### Text section
┄┄┄┄┄┄┄┄┄┄┄┄┄┄┄┄┄┄┄┄

Pay Attention to What You Need
Yifei Gao, Shaohong Chen, Lei Wang, Ruiting Dai, Ziyun Zhang, Kerui Ren, Jiaji Wu, Jun Cheng
TL;DR
This paper tackles the challenge of long-context understanding in large language models without resorting to costly retraining. It introduces Scaled ReAttention (SRA), an inference-time, plug-and-play technique that discards low-impact attention weights and reallocates their influence toward informative tokens (Hidden Gems), trading a small stability cost for notable gains in retrieval and long-text comprehension. Through comprehensive experiments on retrieval, summarization, and open benchmarks across multiple RoPE-based models, SRA demonstrates robust improvements with minimal or no fine-tuning, highlighting its practical value for industry deployment. The work also provides guidelines for configuring SRA and discusses limitations related to variability and inference speed, arguing that the gains in understanding and retrieval substantially outweigh these drawbacks in many applications.

┄┄┄┄┄┄┄┄┄┄┄┄┄┄┄┄┄┄┄┄

### Data section
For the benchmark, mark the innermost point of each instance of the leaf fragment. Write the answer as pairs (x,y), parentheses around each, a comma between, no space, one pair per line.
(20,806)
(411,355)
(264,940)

┄┄┄┄┄┄┄┄┄┄┄┄┄┄┄┄┄┄┄┄

### Actions to take
A. In the Scaled ReAttention summary, what reason is given for the technique's practical value for industry deployment? Answer in one to three sentences.
B. Carry on the Scaled ReAttention summary from its last sentence.

### Results for the exercise
A. Experiments on retrieval, summarization, and open benchmarks across multiple RoPE-based models show that it gives robust improvements with minimal or no fine-tuning. So it improves long-context understanding without costly retraining.

B.
Abstract
Although large language models (LLMs) have achieved significant success in natural language processing, they still struggle with long-context comprehension. Traditional approaches to mitigating this issue typically rely on fine-tuning or retraining, which is both resource-intensive and challenging to deploy in lightweight industrial settings. In this paper, we investigate the potential to accomplish this without any additional resources. Through an in-depth study of the attention mechanism in LLMs, we propose a method called Scaled ReAttention (SRA) to strengthen LLMs' ability to interpret and retrieve information by strategically manipulating their attention scores during inference. Through extensive experiments, we demonstrate that integrating SRA significantly boosts LLMs' performance on a variety of downstream tasks, highlighting its practical potential for enhancing language understanding without incurring the overhead of traditional training.